Written tasks
[1] Answer these questions from the article about Bob Lutz:
(a) How old is Lutz?
(b) Whom was Lutz filling in for as vice chairman, marketing and communications?
(c) In what year did Lutz rejoin GM?
[2] Copy out the part of the Bob Lutz article between "In the automotive lexicon, a" and "show press preview.", inclusive.

--- Start of Reading passage ---

DETROIT -- General Motors Vice Chairman Bob Lutz is a lot more well-rounded than he lets on.

Lutz, 76, has a carefully cultivated image as a cigar-smoking, ex-Marine fighter pilot and consummate "car guy," the highest praise in the auto industry, and especially in the automotive media.

In the automotive lexicon, a "car guy" trusts his gut instincts. He's the opposite of a "bean-counter" who avoids risk at all cost and never does anything unless it's been analyzed and researched to death.

Typical Detroit nostalgia is for the Good Old Days when the car guys ran everything. The bean-counters cleaned up the mess when the market turned down, and counted the profits when sales went up.

Lutz indulged in some of just that sort of nostalgia in a Jan. 11 appearance before the Society of Automotive Analysts, as part of the kickoff for this week's Detroit auto show press preview.

Last month, Lutz was kicked upstairs as an advisor on design and global product development by GM Chairman and CEO Ed Whitacre. Lutz had been vice chairman, marketing and communications, filling in for Mark LaNeve, who abruptly retired last year. Before than, Lutz was widely known as GM's "car czar." At the SAA meeting, Lutz was asked what he was most proud of in his GM career, and what he most regretted.

"I'm most proud to re-instill into GM the thing I observed 1950s and 1960s ... the period when GM was the U.S. industry powerhouse," Lutz said.

"GM was an entirely product focused company. It was a design-focused program. Did designers and product people some times waste money? Yes they did. There came a period where design and product were relegated to a lower level," he said. GM in effect became "a bank," he said.

Lutz said the new, post-bankruptcy GM is marked by "total focus and dedication to product."

Lutz's biggest regret? "That it took me so long... but if I had moved faster, maybe the (GM) organism would have rejected me," he said. In 2002, Lutz rejoined GM, where he had worked earlier in his career. In the interim, Lutz was best-known as president and COO of Chrysler.

--- End of Reading passage ---
--- Start of Entries supplied ---

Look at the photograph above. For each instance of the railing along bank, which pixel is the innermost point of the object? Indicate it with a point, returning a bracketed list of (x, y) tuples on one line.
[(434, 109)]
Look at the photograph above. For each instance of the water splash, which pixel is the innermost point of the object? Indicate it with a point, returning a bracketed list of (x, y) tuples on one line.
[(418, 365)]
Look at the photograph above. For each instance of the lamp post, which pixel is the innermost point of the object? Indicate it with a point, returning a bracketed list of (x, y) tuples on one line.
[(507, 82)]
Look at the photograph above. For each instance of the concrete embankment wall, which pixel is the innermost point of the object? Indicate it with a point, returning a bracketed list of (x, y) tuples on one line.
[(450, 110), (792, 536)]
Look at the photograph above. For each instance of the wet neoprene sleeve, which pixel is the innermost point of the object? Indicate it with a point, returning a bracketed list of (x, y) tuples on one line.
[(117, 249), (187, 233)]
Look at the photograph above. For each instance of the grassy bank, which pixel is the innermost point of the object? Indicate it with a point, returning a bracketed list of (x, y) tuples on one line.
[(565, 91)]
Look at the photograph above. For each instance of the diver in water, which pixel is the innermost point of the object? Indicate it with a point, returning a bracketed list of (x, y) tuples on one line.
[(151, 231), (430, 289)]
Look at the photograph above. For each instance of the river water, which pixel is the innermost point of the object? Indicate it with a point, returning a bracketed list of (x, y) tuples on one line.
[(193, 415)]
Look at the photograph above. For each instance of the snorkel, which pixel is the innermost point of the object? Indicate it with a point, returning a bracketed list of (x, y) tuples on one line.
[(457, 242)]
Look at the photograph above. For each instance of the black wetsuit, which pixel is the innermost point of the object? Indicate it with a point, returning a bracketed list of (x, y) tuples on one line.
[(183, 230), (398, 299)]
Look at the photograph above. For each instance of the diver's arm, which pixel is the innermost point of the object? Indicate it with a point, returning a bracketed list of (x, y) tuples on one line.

--- End of Entries supplied ---

Solved problems
[1]
(a) 76
(b) Mark LaNeve
(c) 2002

[2]
In the automotive lexicon, a "car guy" trusts his gut instincts. He's the opposite of a "bean-counter" who avoids risk at all cost and never does anything unless it's been analyzed and researched to death.

Typical Detroit nostalgia is for the Good Old Days when the car guys ran everything. The bean-counters cleaned up the mess when the market turned down, and counted the profits when sales went up.

Lutz indulged in some of just that sort of nostalgia in a Jan. 11 appearance before the Society of Automotive Analysts, as part of the kickoff for this week's Detroit auto show press preview.